Telemarketing Hotbed: Santa Barbara-Goleta has long been a fertile ground for telemarketing outfits, some so blatantly illegal that the feds cracked down. Over the years there’s practically been enough going on to justify the Federal Trade Commission setting up a branch office here.

All too often, guys running these outfits just resumed business with a new scam and a new name. Then the FTC and the Better Business Bureau started fielding a fresh round of complaints about the new venture.

Usually those complaints come from just about anywhere in the U.S. but Santa Barbara. The telemucketers don’t want to upset the locals, who would find it too easy to come knocking at their doors.

However, this is where they recruit the hundreds of ethically challenged workers needed to run the phone banks and double-talk the public responding to print and TV come-ons. Many of the phone slaves are young college-age men and women; others are sly veterans of the rackets. I’ve talked to both kinds over the years of writing about the scams that operate just above the law or far under. The kids tend to close their eyes to the hoodwinking they’re involved in and blame the public for being too easily duped.

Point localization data

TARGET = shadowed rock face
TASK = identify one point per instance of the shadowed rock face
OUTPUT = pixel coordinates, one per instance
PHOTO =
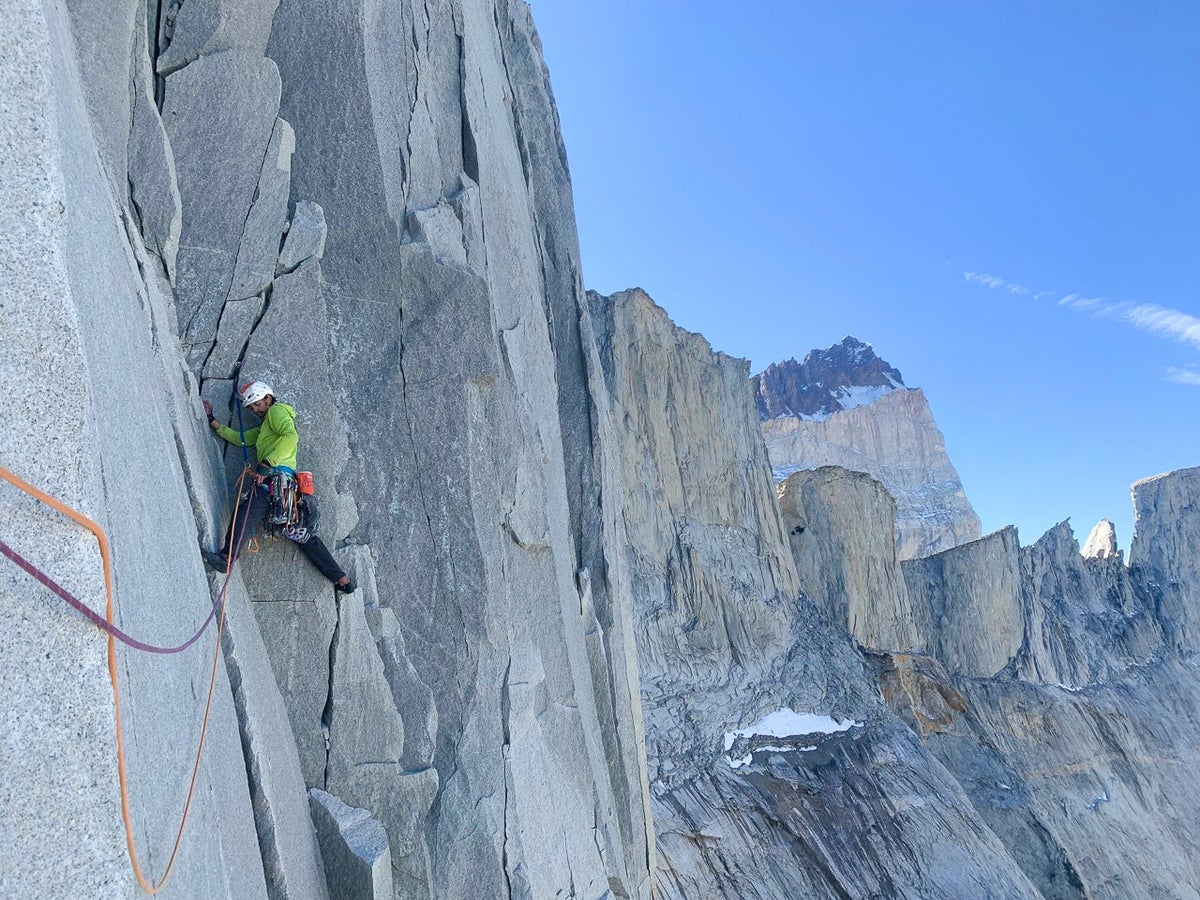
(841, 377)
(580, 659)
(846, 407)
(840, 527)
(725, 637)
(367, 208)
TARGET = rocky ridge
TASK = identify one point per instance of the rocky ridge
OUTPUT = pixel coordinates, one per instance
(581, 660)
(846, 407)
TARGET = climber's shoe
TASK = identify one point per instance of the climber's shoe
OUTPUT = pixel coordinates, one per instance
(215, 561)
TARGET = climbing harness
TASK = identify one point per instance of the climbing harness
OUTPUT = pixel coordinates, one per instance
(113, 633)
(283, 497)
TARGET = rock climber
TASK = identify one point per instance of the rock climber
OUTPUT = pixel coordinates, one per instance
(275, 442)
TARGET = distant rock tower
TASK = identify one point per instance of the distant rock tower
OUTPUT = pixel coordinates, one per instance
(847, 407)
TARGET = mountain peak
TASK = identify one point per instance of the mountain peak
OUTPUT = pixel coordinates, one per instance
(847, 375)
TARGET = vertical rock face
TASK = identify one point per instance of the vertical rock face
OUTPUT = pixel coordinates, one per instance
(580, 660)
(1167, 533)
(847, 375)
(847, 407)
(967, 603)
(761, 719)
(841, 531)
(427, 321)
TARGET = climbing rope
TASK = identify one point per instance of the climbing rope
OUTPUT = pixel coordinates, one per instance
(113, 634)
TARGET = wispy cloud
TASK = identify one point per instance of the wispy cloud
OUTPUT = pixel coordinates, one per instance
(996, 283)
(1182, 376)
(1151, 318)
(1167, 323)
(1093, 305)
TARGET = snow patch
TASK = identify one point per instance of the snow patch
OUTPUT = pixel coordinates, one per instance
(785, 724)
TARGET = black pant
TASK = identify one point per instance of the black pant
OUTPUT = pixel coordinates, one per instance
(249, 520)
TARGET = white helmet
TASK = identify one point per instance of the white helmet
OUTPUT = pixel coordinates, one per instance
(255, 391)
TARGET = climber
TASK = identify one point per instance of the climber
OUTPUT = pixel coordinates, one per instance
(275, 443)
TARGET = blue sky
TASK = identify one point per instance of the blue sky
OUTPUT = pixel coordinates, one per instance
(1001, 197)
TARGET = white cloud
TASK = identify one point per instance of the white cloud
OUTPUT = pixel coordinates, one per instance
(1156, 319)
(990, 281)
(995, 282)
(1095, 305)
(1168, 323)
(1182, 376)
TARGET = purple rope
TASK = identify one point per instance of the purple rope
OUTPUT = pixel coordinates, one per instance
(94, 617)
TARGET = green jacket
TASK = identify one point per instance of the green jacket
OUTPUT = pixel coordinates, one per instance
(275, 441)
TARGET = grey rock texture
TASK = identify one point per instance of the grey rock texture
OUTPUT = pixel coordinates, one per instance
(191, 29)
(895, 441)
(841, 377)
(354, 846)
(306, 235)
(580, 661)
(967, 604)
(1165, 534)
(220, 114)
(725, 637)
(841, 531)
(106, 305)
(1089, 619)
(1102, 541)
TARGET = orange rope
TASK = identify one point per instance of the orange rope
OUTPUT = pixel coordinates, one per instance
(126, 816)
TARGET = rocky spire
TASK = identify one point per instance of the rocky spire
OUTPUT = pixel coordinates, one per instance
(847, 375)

YOUR TASK - From the text on telemarketing in Santa Barbara-Goleta, write out the passage from "However, this is" up to and including "too easily duped.". The rows have nothing to do with this.

THE ANSWER -
However, this is where they recruit the hundreds of ethically challenged workers needed to run the phone banks and double-talk the public responding to print and TV come-ons. Many of the phone slaves are young college-age men and women; others are sly veterans of the rackets. I’ve talked to both kinds over the years of writing about the scams that operate just above the law or far under. The kids tend to close their eyes to the hoodwinking they’re involved in and blame the public for being too easily duped.